| PROBLEM TO WORK ON |
How many lines in the entries below contain the string "tree"? Give only the number.

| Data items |
☆ ☆ ☆ ☆ ☆ ☆ ☆

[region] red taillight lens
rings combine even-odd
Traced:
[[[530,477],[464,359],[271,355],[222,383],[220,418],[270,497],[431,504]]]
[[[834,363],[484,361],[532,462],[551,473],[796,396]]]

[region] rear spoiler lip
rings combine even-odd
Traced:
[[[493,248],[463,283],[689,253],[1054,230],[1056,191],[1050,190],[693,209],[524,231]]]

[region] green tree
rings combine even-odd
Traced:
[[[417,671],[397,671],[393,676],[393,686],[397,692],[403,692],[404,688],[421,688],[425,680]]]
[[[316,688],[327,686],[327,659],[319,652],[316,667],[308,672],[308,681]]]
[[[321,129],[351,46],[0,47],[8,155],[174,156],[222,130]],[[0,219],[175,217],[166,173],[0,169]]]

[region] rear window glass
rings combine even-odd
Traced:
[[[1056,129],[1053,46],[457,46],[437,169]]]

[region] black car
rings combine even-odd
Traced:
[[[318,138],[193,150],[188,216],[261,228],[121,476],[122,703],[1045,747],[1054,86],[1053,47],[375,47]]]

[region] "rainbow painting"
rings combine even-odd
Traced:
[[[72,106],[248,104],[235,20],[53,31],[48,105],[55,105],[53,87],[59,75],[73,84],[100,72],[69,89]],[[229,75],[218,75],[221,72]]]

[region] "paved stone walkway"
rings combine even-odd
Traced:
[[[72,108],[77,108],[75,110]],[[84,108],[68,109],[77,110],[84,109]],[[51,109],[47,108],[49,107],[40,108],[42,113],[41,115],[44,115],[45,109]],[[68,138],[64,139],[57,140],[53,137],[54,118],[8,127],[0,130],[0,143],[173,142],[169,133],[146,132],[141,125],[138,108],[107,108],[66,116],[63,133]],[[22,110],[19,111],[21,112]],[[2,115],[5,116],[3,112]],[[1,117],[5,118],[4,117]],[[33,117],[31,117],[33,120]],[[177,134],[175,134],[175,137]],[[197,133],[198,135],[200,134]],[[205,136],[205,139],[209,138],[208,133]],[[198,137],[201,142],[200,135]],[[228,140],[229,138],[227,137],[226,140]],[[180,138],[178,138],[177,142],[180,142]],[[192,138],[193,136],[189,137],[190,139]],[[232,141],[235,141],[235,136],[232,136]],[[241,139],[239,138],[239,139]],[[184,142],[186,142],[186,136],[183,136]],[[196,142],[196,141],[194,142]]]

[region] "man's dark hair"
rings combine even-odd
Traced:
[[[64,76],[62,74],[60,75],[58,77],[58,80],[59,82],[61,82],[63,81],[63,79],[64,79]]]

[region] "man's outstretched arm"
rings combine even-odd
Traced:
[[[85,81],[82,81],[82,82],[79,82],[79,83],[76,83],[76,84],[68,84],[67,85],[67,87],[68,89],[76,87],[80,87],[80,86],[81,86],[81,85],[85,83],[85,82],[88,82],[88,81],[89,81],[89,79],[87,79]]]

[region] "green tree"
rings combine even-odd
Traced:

☆ ☆ ☆ ☆ ☆ ☆ ☆

| EXERCISE RESULT |
2